[[ Passage provided open ]]
# Is the Dakine Tour bag right for me?



## njfastlfie (Dec 24, 2013)

going on my first trip out west (JFK --> SLC) with one board, boots and bindings. 

thinking the Low Roller and High Roller might be too much bag and $. 

thoughts?


----------



## biggator (Dec 29, 2015)

The low roller will be all you have to carry, though.. you'll be able to pack EVERYTHING in it.

I use a low roller.. keep 2 boards/bindings 2 pairs of boots, 4 pairs of goggles, 2 pairs of pants, some base layers, gloves, socks, tools, etc. There's a lot of room in there.


----------



## chomps1211 (Mar 30, 2011)

biggator said:


> The low roller will be all you have to carry, though.. you'll be able to pack EVERYTHING in it.
> 
> I use a low roller.. keep 2 boards/bindings 2 pairs of boots, 4 pairs of goggles, 2 pairs of pants, some base layers, gloves, socks, tools, etc. There's a lot of room in there.
[[ Passage provided closed ]]
[[ Given data open ]]
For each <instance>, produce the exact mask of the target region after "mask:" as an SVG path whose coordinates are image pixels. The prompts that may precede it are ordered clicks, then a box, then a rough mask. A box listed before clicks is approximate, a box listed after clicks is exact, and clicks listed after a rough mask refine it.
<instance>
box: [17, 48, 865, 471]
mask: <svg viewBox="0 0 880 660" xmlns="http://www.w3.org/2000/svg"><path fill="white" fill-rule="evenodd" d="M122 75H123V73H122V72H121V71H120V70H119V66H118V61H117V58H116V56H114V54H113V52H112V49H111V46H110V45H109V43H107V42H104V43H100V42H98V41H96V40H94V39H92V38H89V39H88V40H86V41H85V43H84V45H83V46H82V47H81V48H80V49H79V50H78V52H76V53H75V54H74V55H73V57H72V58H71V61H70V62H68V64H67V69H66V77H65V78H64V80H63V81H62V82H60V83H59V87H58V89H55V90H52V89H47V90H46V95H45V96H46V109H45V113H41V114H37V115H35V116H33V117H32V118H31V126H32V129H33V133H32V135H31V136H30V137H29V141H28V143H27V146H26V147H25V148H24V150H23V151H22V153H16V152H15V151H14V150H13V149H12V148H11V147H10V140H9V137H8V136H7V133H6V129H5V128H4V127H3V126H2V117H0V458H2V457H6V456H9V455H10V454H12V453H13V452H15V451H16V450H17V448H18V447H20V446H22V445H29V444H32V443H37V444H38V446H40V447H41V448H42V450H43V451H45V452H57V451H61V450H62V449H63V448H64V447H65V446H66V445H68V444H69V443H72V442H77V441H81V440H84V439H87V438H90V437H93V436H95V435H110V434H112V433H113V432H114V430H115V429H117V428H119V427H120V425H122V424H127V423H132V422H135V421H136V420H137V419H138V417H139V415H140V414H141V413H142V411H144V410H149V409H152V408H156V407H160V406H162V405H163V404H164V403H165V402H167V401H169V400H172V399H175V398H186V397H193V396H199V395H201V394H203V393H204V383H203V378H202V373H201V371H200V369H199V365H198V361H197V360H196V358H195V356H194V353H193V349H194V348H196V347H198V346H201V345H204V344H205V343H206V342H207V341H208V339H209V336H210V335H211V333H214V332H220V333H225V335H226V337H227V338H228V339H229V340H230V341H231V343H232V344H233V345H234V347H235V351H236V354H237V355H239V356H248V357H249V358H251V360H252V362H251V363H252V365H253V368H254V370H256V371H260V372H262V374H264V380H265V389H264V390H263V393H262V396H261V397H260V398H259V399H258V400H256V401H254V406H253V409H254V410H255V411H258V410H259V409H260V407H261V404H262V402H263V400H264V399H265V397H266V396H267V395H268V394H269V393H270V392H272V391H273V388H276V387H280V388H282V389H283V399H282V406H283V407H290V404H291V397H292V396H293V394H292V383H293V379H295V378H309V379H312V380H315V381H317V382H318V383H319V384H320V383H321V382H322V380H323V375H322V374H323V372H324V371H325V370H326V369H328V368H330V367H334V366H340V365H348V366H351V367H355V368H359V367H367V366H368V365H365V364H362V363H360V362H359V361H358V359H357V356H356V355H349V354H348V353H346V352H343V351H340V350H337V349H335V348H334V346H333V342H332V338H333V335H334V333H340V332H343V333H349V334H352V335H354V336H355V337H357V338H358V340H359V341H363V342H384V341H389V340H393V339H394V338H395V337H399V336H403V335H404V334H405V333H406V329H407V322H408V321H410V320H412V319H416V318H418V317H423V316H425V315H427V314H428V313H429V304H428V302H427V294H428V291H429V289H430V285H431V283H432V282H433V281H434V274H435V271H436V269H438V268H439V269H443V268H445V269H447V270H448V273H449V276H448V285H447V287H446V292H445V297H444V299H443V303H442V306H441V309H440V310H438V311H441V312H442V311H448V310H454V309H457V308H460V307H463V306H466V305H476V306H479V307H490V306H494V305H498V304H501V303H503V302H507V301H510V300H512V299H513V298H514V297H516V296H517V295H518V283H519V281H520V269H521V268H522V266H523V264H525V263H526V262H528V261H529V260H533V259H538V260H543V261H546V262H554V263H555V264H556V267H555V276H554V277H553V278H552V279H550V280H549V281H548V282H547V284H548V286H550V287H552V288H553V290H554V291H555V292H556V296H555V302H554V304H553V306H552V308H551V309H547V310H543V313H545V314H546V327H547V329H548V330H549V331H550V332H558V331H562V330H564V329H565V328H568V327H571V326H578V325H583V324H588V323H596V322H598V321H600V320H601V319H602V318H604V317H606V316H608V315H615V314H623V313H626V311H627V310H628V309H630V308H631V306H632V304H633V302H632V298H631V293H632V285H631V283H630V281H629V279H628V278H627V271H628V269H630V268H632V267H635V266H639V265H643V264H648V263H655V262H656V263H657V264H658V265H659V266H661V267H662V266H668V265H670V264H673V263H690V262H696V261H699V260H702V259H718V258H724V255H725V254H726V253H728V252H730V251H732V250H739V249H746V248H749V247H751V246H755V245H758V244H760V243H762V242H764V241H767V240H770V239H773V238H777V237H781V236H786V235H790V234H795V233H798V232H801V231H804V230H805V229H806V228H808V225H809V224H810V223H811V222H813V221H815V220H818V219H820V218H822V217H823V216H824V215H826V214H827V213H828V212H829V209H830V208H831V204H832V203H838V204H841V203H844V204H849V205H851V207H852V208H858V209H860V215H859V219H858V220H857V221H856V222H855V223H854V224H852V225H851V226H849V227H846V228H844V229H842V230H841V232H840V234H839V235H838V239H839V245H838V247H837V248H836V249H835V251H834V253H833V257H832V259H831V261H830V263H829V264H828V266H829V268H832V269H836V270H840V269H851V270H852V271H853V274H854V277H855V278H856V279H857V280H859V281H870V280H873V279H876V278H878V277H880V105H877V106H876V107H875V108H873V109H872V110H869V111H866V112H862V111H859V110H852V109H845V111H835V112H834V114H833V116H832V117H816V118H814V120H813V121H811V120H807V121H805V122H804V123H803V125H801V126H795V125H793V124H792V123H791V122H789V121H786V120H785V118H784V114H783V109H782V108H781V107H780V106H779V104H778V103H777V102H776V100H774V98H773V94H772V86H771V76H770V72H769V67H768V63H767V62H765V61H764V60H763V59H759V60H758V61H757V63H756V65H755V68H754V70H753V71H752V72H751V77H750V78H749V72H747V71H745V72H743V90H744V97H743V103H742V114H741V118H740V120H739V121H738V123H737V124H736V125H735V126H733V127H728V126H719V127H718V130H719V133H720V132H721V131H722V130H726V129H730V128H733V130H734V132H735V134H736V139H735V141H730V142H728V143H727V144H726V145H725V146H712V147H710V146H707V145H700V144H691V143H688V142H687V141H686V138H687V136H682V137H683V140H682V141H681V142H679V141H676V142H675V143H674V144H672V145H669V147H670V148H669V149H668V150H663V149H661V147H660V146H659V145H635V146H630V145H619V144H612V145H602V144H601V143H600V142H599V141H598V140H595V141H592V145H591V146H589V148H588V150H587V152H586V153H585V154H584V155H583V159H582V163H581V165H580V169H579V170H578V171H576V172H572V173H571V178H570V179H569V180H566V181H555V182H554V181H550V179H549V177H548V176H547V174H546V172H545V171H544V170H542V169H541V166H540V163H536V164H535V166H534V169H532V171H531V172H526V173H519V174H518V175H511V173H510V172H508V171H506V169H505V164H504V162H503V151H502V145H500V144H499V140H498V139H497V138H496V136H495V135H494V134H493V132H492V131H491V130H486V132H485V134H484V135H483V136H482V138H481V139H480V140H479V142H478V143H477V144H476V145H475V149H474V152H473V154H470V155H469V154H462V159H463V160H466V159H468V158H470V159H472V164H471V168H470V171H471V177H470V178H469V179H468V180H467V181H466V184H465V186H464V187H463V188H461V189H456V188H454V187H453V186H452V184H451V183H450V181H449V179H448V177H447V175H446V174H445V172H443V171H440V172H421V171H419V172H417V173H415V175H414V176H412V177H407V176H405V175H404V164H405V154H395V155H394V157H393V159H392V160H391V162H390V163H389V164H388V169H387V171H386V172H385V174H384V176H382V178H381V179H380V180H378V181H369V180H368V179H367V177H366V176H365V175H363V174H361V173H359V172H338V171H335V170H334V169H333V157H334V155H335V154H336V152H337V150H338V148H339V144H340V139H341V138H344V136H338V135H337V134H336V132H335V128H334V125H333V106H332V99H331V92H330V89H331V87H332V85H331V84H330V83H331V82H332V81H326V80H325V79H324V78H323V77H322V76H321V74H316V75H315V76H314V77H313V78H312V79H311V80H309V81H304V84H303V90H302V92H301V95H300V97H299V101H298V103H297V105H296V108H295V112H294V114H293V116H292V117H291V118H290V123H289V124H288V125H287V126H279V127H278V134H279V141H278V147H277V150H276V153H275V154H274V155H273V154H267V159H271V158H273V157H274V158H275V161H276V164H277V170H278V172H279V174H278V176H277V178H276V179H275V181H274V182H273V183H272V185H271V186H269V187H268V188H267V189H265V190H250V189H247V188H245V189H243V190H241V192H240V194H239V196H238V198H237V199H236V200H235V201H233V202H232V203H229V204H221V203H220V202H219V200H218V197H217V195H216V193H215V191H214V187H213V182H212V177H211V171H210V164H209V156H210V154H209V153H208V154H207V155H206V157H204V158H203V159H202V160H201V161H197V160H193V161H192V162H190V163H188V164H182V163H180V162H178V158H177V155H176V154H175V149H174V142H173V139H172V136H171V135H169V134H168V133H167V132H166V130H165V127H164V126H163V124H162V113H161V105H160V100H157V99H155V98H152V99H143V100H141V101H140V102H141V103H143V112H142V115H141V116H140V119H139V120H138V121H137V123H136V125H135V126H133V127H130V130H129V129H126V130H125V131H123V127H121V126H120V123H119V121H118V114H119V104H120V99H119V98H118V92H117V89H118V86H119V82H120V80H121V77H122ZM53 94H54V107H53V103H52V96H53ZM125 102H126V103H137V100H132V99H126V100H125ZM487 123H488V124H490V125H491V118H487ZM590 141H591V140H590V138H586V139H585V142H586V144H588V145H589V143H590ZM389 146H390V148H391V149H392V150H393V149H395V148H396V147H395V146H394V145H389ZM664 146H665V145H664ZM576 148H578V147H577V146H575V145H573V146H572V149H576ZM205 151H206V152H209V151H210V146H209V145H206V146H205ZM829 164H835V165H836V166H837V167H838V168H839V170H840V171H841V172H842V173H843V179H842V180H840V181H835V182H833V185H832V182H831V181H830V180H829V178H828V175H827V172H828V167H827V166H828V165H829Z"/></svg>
[[ Given data closed ]]
(What you should do): Revise the forum thread by writing out the stretch from "going on my" through "much bag and $." again, with "JFK" changed to "EWR". The listing can be left aside.

(Output for this exercise):
going on my first trip out west (EWR --> SLC) with one board, boots and bindings. 

thinking the Low Roller and High Roller might be too much bag and $.